» **READING PASSAGE**
>>>
I’ve come to Crawford to bring to the president’s doorstep the harsh realities of a war he’s been trying so hard to avoid. But no matter what they say or how many shotguns they fire or how many crosses they destroy, they’re not going to stop me from speaking out about a war that needlessly killed my son….Cindy Sheehan, 8/18/05

Now, there’s been much discussion in antiwar circles about protesting alongside those who drag extraneous and often offensive ideological issues into demonstrations that should be focused exclusively on ending the war. Justin Raimondo, in today’s column, sensibly advises:

What’s more, we need to build the antiwar demonstrations being held Sept. 24-26: what’s needed is a massive mobilization that includes not only the usual suspects but also antiwar conservatives, military folks and their families, libertarians, and just plain ordinary people who don’t necessarily want to sign on to a whole laundry list of leftist causes. Tell the ideologues to leave their hobby horses at home: it’s time to get serious about ending this war before it escalates beyond the power of anyone to rein it in.
<<<
» **SET PROBLEM A**
According to the antiwar passage, on what dates are the demonstrations it urges readers to build being held?
» **SET PROBLEM B**
Write a continuation of the antiwar passage, picking up right after its final sentence.

[Location identification items]
>>>
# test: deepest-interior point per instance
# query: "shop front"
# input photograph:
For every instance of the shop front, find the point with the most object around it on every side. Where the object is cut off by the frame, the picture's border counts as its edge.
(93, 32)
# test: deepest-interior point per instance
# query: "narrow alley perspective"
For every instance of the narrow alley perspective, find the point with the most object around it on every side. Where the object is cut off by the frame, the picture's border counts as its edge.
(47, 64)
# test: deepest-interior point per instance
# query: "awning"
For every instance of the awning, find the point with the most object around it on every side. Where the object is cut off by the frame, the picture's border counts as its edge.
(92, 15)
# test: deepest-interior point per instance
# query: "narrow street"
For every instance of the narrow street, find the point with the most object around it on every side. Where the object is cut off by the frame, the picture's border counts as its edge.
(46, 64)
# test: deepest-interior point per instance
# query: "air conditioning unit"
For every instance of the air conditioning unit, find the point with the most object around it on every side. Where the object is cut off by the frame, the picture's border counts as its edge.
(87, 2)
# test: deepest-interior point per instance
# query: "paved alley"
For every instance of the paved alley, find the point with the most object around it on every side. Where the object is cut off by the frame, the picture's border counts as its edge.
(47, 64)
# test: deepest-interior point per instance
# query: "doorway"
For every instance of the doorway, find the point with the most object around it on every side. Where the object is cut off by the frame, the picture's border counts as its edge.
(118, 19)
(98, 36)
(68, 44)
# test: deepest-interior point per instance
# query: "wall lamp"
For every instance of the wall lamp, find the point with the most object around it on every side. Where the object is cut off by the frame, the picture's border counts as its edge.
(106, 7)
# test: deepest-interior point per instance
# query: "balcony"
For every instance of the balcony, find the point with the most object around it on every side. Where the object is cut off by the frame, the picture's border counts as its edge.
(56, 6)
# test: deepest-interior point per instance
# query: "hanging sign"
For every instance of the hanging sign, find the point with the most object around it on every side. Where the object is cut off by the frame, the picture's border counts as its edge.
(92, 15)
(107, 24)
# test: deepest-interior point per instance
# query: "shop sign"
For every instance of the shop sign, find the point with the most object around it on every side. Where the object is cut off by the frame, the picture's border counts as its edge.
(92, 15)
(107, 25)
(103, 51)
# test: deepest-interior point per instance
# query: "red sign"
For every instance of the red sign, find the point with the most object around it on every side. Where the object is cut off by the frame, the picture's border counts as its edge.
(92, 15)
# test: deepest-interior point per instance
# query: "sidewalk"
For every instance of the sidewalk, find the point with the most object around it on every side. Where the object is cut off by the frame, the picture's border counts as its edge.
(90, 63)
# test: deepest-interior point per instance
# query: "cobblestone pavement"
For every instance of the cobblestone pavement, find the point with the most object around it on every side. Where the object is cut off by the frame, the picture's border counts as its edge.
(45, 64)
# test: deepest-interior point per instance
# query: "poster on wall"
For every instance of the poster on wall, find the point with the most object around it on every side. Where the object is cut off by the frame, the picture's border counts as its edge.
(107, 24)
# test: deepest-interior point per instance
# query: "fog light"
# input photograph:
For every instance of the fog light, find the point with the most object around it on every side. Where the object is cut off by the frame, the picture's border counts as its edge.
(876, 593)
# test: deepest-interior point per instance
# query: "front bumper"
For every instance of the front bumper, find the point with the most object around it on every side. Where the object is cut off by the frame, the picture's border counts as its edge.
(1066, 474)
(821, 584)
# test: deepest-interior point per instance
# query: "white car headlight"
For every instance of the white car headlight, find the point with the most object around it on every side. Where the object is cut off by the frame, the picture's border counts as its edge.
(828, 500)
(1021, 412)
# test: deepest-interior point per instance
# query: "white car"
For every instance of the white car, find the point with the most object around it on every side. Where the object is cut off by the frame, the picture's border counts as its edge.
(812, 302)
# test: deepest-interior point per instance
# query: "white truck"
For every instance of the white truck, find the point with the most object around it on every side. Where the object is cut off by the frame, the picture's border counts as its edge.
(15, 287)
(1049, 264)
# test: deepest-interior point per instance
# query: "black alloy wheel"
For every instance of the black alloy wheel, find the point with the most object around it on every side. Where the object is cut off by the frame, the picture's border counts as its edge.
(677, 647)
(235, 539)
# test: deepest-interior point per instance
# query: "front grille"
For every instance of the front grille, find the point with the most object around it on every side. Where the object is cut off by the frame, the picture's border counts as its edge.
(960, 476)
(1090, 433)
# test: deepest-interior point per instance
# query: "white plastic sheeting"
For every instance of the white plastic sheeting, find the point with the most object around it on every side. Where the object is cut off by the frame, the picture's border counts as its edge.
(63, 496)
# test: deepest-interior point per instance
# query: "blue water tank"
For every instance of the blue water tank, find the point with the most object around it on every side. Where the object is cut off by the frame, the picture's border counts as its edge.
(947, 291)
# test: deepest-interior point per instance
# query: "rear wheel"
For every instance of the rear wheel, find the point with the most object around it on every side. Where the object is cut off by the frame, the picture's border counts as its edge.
<<<
» **TASK RESULT A**
Sept. 24-26.

» **TASK RESULT B**
Isn’t that exactly what Cindy is trying to do — keep her protest focused on confronting Bush in an effort to end the killing? So what if you don’t agree with her about everything she’s ever said. 

But this next bit is too much.  Anderson continues, “However, I do not see Sheehan as a heroine. I have read too many of her comments and seen quotes from her speeches and the like, and have come to conclude that she is using her son’s death for purposes that ultimately will help expand the Leviathan State even more. She may be anti-war, but she is no libertarian.”

By those standards, I think it’s a legitimate question to ask Anderson why, when he wrote an article titled “Some of My Heroes”this woman was one of them:

Marianne Jennings on war:

Reticence in acknowledging a Republican victory for world order, peace and human rights in [sic] understandable. Dove Nancy Pelosi grouses about cost, a new defense to being absolutely wrong. Sen. Evan Bayh (D. Ind) did admit the error of Democrats’ ways on the war, but that such was a "one-time mistake." A one-time mistake is a vice president misspelling "potato" as "potatoe."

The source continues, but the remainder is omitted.